WHAT YOU ARE ASKED TO DO
Please rewrite the data below, from the line containing "Target: street lamp post" down to the line containing "x=1142 y=777", and offset every coordinate value in the answers by adding 64 to it. Keep all other lines in that range unchanged, and include nothing outside it.

━━━ DATA TO PROCESS

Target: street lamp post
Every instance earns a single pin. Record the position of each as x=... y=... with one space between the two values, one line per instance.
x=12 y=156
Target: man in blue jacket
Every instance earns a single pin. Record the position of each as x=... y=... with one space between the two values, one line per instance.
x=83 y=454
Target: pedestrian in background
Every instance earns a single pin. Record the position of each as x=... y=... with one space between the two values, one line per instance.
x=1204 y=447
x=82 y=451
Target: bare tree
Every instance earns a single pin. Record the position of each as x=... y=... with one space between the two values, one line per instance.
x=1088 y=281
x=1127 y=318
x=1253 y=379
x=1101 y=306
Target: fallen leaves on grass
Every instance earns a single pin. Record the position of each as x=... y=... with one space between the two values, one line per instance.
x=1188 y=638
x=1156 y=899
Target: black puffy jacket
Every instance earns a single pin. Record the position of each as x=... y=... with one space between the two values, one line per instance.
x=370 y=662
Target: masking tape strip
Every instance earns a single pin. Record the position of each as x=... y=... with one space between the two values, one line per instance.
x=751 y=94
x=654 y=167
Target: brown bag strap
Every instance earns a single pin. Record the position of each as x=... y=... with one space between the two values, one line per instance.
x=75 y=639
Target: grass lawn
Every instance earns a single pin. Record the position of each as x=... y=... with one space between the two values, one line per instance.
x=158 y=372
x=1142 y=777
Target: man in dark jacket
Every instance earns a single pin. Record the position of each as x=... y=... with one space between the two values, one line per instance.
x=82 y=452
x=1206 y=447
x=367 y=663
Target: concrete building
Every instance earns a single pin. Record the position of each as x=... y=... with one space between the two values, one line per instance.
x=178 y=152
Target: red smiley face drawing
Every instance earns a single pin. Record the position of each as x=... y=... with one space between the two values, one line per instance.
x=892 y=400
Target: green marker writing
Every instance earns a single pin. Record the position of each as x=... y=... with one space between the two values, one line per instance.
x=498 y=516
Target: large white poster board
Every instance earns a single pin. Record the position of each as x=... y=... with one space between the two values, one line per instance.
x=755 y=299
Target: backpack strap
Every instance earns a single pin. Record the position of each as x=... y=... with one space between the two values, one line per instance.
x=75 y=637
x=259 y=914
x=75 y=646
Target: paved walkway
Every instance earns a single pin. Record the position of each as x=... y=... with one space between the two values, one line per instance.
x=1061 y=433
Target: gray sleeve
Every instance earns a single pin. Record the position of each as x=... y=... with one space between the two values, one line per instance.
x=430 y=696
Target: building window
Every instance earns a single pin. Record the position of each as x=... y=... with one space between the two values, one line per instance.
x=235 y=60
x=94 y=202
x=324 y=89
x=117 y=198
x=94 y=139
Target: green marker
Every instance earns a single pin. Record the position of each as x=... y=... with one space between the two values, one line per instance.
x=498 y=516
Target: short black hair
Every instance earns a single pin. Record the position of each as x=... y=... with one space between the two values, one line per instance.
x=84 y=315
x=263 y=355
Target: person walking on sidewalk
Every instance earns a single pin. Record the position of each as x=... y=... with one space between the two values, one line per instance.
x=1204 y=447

━━━━━━
━━━ DATA TO PROCESS

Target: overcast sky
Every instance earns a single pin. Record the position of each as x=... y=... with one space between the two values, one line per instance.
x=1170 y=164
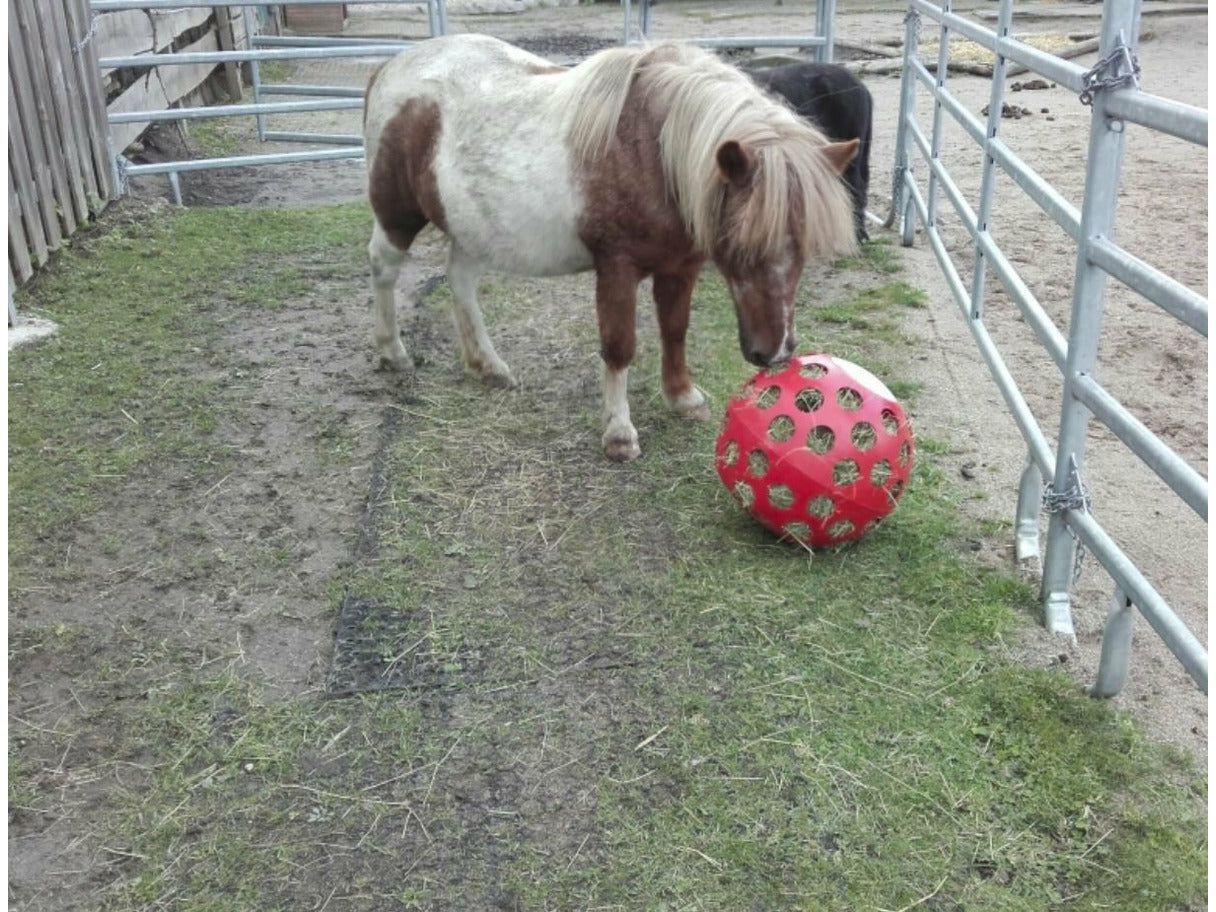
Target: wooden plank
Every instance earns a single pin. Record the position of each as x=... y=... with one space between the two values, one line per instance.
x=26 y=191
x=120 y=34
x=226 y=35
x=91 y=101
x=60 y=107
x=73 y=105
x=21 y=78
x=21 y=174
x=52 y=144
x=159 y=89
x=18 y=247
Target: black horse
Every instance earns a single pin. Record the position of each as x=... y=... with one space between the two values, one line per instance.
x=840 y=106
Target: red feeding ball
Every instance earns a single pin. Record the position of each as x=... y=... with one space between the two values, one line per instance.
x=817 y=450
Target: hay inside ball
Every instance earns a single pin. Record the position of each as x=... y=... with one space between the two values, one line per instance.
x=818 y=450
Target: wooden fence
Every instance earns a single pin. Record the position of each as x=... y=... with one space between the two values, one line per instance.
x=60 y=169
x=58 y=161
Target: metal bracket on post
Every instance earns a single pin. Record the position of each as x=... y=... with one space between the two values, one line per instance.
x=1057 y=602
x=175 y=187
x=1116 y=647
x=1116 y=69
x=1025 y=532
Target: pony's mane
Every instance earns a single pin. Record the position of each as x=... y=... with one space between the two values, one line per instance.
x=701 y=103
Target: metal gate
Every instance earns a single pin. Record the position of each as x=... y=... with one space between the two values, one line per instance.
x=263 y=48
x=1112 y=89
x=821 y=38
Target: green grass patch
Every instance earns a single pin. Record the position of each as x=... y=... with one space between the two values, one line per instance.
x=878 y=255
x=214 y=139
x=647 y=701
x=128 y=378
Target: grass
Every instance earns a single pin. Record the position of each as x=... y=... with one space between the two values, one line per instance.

━━━━━━

THE REPLY
Target: street lamp post
Every instance earns a single pin. Record the position of each as x=... y=... with one space between the two values, one line per instance.
x=76 y=220
Target: man in blue jacket
Every instance earns a single pin. Record the position of each as x=... y=... with one space between the two values, one line per instance.
x=147 y=518
Target: pedestrian in background
Every instance earns a single pin. Record the position of each as x=... y=... with one space between the two values, one line per instance.
x=1268 y=511
x=146 y=515
Target: bare tree
Every instance earns a single pin. Record the position of each as x=... y=... with one space between the two values, one line per instance.
x=1152 y=345
x=1191 y=382
x=1317 y=443
x=1165 y=370
Target: fallen leaves on grass
Every instance earns a single pin. Record the position of each as x=... y=... with one space between the two values, one line per instance.
x=1252 y=702
x=1220 y=963
Target: black puffy jacket
Every instance earns a single pin. Record the position of each as x=... y=... with one space between the two values, one line per instance.
x=434 y=726
Target: masking tape strip
Every instance earns a single pin. Record the position of each as x=... y=... with one space between the two values, one line per instance.
x=815 y=158
x=718 y=231
Target: brown bag strap
Every instance earns a single pin. Record the position of each as x=... y=... with one space between the two values, one line per instance.
x=139 y=703
Target: grass lawn
Every instance earns a single pin. Record the position of each as x=... y=... with one space between the two values, one line per instance.
x=222 y=436
x=1206 y=841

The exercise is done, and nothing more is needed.